What you need to do: Transcribe only the part of the listing below that begins at the line containing "scan for: person in white jacket" and runs to its final line, keeping both ends.

Supplied records:
====================

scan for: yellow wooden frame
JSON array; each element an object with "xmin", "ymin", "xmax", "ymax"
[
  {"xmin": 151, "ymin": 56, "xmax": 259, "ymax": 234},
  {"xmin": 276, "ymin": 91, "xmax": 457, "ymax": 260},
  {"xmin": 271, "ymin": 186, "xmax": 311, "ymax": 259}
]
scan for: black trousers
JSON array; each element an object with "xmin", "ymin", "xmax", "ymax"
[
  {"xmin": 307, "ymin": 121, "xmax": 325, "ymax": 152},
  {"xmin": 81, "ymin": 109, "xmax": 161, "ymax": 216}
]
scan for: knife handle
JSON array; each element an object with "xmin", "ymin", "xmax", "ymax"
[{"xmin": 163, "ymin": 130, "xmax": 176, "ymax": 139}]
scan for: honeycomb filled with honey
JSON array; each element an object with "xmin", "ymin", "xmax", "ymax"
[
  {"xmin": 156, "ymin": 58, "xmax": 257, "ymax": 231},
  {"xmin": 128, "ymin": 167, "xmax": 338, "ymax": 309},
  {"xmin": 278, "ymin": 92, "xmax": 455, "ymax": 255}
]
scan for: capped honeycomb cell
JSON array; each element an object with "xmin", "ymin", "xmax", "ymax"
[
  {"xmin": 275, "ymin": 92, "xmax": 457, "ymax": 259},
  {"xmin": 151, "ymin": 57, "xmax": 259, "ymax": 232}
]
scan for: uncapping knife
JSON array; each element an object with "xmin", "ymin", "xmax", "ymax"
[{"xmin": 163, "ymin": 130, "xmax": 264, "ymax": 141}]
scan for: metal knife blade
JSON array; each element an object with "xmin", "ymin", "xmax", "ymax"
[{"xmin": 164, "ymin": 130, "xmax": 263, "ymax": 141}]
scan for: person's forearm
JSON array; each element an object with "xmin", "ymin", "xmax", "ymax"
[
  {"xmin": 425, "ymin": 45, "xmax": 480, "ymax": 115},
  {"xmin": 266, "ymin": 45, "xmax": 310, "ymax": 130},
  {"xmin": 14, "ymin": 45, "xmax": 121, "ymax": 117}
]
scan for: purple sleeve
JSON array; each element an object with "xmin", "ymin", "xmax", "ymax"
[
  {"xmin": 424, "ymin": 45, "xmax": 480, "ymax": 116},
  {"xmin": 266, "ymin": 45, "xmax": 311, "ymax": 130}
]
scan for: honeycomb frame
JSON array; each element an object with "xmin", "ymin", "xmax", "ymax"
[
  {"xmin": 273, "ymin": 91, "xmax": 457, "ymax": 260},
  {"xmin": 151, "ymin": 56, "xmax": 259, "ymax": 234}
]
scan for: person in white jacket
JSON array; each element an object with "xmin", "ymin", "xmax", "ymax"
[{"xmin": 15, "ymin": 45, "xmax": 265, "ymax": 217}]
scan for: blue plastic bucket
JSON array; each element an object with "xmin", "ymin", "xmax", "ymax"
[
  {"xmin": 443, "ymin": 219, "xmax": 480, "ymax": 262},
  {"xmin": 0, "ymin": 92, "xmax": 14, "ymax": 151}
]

====================

Completed exercise:
scan for: person in white jacket
JSON array; each element an object with "xmin", "ymin", "xmax", "ymax"
[{"xmin": 15, "ymin": 45, "xmax": 265, "ymax": 217}]
scan for: blue plastic bucket
JSON array; each element an object with "xmin", "ymin", "xmax", "ymax"
[
  {"xmin": 443, "ymin": 219, "xmax": 480, "ymax": 262},
  {"xmin": 0, "ymin": 92, "xmax": 14, "ymax": 151}
]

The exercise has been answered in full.